▸ **Reading text**
◇ ◇ ◇ ◇ ◇ ◇ ◇

Re: Skipping logical replication transactions on subscriber side

From: Masahiko Sawada <sawada(dot)mshk(at)gmail(dot)com>
To: Amit Kapila <amit(dot)kapila16(at)gmail(dot)com>
Cc: Dilip Kumar <dilipbalaut(at)gmail(dot)com>, Peter Eisentraut <peter(dot)eisentraut(at)enterprisedb(dot)com>, "houzj(dot)fnst(at)fujitsu(dot)com" <houzj(dot)fnst(at)fujitsu(dot)com>, vignesh C <vignesh21(at)gmail(dot)com>, Greg Nancarrow <gregn4422(at)gmail(dot)com>, "tanghy(dot)fnst(at)fujitsu(dot)com" <tanghy(dot)fnst(at)fujitsu(dot)com>, "osumi(dot)takamichi(at)fujitsu(dot)com" <osumi(dot)takamichi(at)fujitsu(dot)com>, Alexey Lesovsky <lesovsky(at)gmail(dot)com>, PostgreSQL-development <pgsql-hackers(at)postgresql(dot)org>
Subject: Re: Skipping logical replication transactions on subscriber side
Date: 2021-12-15 00:38:34
Message-ID: CAD21AoDVjxg-JKNOQPRoKSsmpJVOXJemadPHedXGWbecJwxY3g@mail.gmail.com
Views: Raw Message | Whole Thread | Download mbox | Resend email
Thread:
Lists: pgsql-hackers

On Tue, Dec 14, 2021 at 8:24 PM Amit Kapila <amit(dot)kapila16(at)gmail(dot)com> wrote:
>
> On Tue, Dec 14, 2021 at 3:41 PM Dilip Kumar <dilipbalaut(at)gmail(dot)com> wrote:
> >
> > On Tue, Dec 14, 2021 at 2:36 PM Amit Kapila <amit(dot)kapila16(at)gmail(dot)com> wrote:
> > >
> > > > >
> > > > > I agree with this theory. Can we reflect this in comments so that in
> > > > > the future we know why we didn't pursue this direction?

◇ ◇ ◇ ◇ ◇ ◇ ◇

▸ **Actions to take**
[1] In the email, why does the quoted writer ask for the theory to be reflected in comments?
[2] Retype the stretch of the entries from their start through the line containing "negative clicks: (418, 153) (440, 179)".
The email above and the entries that come after it are separate, unrelated material.

◇ ◇ ◇ ◇ ◇ ◇ ◇

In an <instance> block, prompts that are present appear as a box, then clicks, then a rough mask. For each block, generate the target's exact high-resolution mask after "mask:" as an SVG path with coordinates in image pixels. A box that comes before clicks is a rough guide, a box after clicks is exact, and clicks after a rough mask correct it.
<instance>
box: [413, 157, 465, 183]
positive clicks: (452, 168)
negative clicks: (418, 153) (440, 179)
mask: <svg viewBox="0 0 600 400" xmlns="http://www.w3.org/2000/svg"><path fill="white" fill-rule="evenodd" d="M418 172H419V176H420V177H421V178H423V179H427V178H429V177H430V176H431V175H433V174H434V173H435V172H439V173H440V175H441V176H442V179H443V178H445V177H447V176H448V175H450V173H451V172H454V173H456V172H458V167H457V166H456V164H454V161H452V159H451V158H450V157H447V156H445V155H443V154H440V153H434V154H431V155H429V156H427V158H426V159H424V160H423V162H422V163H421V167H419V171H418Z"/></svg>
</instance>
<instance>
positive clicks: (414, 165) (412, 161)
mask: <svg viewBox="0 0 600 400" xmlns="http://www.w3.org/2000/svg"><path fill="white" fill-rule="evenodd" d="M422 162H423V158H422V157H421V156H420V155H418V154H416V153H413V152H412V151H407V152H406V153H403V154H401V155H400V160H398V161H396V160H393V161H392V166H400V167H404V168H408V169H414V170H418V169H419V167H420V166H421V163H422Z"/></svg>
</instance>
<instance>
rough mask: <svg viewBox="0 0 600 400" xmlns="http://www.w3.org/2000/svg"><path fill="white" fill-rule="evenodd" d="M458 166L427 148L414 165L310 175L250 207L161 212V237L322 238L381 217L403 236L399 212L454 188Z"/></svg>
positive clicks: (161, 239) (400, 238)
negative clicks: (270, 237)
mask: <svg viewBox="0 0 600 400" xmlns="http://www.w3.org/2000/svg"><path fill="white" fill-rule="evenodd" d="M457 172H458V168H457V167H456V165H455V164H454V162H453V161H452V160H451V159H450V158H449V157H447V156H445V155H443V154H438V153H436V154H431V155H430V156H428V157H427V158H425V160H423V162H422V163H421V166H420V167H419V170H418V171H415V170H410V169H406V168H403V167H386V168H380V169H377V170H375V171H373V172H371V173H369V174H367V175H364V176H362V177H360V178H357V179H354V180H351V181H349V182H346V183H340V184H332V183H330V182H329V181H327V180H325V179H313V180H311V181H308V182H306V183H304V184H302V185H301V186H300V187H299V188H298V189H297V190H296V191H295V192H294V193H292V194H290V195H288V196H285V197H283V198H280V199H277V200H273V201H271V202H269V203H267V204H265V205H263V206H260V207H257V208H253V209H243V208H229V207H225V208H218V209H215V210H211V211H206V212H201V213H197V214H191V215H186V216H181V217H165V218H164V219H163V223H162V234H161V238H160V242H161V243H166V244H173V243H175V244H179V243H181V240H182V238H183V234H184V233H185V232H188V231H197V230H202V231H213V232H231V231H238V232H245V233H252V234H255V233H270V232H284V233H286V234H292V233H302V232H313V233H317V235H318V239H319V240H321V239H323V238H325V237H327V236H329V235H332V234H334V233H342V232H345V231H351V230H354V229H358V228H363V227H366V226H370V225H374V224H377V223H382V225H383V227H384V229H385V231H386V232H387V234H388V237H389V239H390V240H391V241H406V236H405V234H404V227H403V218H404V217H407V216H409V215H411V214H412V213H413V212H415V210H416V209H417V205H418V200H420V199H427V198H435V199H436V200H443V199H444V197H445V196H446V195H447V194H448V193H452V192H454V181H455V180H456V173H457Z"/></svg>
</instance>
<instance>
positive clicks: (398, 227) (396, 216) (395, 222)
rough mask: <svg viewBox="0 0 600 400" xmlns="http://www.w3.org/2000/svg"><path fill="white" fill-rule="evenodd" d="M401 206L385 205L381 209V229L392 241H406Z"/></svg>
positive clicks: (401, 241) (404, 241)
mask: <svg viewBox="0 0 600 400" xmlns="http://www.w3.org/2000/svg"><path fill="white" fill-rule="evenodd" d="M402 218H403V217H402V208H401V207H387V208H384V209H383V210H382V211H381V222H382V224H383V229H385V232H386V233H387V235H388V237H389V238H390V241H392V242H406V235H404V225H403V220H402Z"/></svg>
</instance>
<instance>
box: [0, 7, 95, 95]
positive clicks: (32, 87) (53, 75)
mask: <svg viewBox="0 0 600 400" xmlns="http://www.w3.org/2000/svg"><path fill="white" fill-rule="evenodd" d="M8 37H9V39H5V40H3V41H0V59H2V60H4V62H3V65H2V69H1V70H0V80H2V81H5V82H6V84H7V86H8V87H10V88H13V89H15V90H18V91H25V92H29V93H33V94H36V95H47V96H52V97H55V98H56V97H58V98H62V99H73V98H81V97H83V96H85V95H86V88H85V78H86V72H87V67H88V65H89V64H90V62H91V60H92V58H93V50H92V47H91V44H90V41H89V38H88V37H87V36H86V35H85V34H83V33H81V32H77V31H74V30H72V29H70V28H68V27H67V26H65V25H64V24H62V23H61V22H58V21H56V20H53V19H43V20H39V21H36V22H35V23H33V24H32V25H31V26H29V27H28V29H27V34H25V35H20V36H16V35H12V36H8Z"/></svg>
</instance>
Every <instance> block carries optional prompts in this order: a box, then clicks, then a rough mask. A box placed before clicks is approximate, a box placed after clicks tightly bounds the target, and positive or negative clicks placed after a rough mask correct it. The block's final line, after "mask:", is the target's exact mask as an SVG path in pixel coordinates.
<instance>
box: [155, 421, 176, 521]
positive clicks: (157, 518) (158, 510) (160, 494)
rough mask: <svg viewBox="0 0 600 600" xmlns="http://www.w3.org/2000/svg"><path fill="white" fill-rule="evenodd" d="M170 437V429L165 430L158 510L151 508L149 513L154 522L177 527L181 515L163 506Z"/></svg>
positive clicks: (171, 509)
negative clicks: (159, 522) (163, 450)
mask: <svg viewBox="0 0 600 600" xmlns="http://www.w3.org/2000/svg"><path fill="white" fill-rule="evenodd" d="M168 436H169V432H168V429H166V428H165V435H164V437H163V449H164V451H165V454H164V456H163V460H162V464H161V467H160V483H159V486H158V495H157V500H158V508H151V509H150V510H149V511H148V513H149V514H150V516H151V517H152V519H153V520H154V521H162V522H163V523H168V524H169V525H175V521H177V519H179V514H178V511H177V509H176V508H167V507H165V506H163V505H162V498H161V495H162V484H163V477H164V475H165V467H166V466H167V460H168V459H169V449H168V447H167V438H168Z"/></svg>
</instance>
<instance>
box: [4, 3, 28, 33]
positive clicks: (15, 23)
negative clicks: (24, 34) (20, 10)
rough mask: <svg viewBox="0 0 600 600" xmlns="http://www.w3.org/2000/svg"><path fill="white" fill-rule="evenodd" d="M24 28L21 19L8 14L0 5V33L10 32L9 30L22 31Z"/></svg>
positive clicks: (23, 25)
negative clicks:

◇ ◇ ◇ ◇ ◇ ◇ ◇

▸ **Solutions in order**
[1] The writer wants it in comments so that in the future they will know why they didn't pursue this direction.

[2]
In an <instance> block, prompts that are present appear as a box, then clicks, then a rough mask. For each block, generate the target's exact high-resolution mask after "mask:" as an SVG path with coordinates in image pixels. A box that comes before clicks is a rough guide, a box after clicks is exact, and clicks after a rough mask correct it.
<instance>
box: [413, 157, 465, 183]
positive clicks: (452, 168)
negative clicks: (418, 153) (440, 179)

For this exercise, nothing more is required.